*TASK INSTRUCTIONS*
Update the material below by changing every "one line apiece" to "one per line", and leave every other word as it stands.
-- Start STORED DATA --
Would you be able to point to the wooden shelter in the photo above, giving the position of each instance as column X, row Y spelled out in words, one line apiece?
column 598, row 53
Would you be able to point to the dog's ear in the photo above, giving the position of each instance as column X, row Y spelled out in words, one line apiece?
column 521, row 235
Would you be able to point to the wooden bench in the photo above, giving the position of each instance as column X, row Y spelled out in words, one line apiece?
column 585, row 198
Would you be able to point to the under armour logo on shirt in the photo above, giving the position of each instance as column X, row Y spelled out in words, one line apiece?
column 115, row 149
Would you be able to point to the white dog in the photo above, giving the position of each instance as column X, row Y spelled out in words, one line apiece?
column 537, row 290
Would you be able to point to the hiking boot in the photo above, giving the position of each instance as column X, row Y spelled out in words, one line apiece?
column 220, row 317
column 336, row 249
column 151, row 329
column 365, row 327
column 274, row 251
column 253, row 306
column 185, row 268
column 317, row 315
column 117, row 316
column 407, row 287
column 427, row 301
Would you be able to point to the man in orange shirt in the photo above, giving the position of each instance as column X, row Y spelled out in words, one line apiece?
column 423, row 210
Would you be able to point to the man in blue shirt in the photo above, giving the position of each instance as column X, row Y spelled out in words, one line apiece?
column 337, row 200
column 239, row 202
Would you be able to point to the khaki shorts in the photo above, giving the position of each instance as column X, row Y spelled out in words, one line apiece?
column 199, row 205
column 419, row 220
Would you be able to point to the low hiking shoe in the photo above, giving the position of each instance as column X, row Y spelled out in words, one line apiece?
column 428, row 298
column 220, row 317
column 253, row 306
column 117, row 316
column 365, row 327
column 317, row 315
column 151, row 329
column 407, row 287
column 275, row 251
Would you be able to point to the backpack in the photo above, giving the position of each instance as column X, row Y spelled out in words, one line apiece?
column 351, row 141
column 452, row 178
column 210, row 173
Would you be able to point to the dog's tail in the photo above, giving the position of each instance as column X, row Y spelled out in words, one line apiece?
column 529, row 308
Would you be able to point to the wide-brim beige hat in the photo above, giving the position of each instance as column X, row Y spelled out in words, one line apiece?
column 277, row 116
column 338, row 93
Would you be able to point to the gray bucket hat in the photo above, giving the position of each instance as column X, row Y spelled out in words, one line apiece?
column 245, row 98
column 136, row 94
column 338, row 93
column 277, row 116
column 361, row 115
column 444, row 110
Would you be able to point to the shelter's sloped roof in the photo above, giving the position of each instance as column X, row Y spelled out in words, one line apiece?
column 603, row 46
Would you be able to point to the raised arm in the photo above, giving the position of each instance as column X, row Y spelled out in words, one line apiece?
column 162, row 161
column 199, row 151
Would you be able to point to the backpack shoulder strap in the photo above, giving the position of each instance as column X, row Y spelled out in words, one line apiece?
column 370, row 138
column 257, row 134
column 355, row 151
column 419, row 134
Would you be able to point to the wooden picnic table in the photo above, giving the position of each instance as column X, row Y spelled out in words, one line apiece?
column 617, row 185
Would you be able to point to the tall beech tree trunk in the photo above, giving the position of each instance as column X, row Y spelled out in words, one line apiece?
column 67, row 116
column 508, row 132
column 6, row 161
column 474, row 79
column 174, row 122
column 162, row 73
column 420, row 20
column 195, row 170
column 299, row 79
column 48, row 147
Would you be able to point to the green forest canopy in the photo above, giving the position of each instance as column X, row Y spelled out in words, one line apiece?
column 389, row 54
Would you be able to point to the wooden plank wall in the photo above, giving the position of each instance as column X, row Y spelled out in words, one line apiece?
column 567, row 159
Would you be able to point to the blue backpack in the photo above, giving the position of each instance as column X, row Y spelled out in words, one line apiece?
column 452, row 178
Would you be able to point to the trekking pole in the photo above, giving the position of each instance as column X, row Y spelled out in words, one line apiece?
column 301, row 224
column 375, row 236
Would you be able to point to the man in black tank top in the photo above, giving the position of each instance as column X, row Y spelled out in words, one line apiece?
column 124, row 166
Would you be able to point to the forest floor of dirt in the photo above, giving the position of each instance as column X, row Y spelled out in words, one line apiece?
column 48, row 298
-- End STORED DATA --
*TASK SOLUTION*
Would you be able to point to the wooden shelter in the photo above, giving the position of each instance as column X, row Y spelled out in words, one per line?
column 598, row 53
Would you be able to point to the dog's ear in the photo above, giving the position of each instance as column X, row Y spelled out in words, one per line?
column 521, row 235
Would you be able to point to the wooden bench in the photo above, giving the position of each instance as column X, row Y spelled out in words, one per line?
column 585, row 198
Would you be able to point to the under armour logo on shirt in the photo above, giving the position of each instance as column X, row Y spelled out in words, one per line?
column 115, row 149
Would you be able to point to the white dog in the photo above, giving the position of each instance as column X, row Y spelled out in words, one per line?
column 537, row 290
Would you be able to point to the hiking boot in the photo above, giving the position of each instance as column X, row Y spelled out in words, one per line?
column 220, row 317
column 336, row 249
column 151, row 329
column 365, row 327
column 274, row 251
column 253, row 306
column 185, row 268
column 317, row 315
column 117, row 316
column 407, row 287
column 427, row 301
Would you be able to point to the man in orange shirt in the photo above, giving the position of each instance as column X, row Y spelled out in words, one per line?
column 423, row 210
Would you be able to point to the man in blue shirt in the photo above, giving the position of each instance as column X, row Y spelled out in words, one per line?
column 337, row 200
column 239, row 202
Would you be able to point to the khaki shorts in the photo above, giving the position of each instance as column X, row Y spelled out in words, one per line?
column 199, row 205
column 419, row 220
Would you be able to point to the low hiking shoe in the photo above, giving the position of each instance as column X, row Y spelled out in words, one per line?
column 428, row 298
column 220, row 317
column 253, row 306
column 117, row 316
column 365, row 327
column 317, row 315
column 151, row 329
column 407, row 287
column 275, row 251
Would you be able to point to the backpack in the photo above, giving the position of each instance as column X, row Y spelled out in words, one per line?
column 351, row 141
column 452, row 178
column 210, row 173
Would you be able to point to the dog's tail in the photo above, giving the position of each instance as column X, row Y spelled out in words, one per line?
column 529, row 308
Would you be able to point to the wide-brim beige hat in the photo above, giving the position of each instance as column X, row Y spelled out in words, one per line?
column 277, row 116
column 338, row 93
Would you be able to point to the gray bucket hat in the photo above, giving the position of each instance as column X, row Y spelled out in words, one per line?
column 245, row 98
column 136, row 94
column 338, row 93
column 277, row 116
column 361, row 115
column 444, row 110
Would you be able to point to the shelter's sloped roof in the photo above, giving the position of each instance as column X, row Y spelled out in words, one per line?
column 603, row 46
Would you be able to point to the raised arm in the photo above, giving the position of each instance as column X, row Y spelled out in words, one per line?
column 162, row 161
column 199, row 151
Would you be able to point to the backpack shoulder strap in the photo above, giving the position of each instance as column X, row Y spelled out in words, one per line?
column 370, row 138
column 257, row 134
column 355, row 151
column 419, row 134
Would you be able to point to the wooden picnic table in the photo above, giving the position of each instance as column X, row Y spelled out in words, one per line?
column 617, row 185
Would you be able to point to the tall beech tree trunk in the photo above, giving the position of each instance as column X, row Y spelled out in words, one per line?
column 67, row 116
column 508, row 132
column 6, row 161
column 474, row 79
column 174, row 122
column 162, row 73
column 420, row 20
column 195, row 170
column 299, row 79
column 48, row 147
Would you be able to point to the green forest canopy in the photo above, giving the position of each instance as column X, row Y spelled out in words, one per line?
column 389, row 54
Would you be able to point to the wooden plank wall in the photo above, giving the position of each instance as column X, row Y spelled out in words, one per line?
column 567, row 159
Would you be able to point to the blue backpack in the photo above, giving the position of each instance as column X, row Y spelled out in words, one per line?
column 452, row 178
Would you be able to point to the trekking pole in the photo above, giving the position of each instance as column X, row Y spelled out in words, one per line?
column 301, row 224
column 375, row 236
Would you be able to point to the man in black tank top in the photo above, giving the position of each instance as column X, row Y spelled out in words, one per line?
column 124, row 166
Would you be able to point to the forest floor of dirt in the photo above, giving the position of each instance as column X, row Y spelled out in words, one per line?
column 48, row 298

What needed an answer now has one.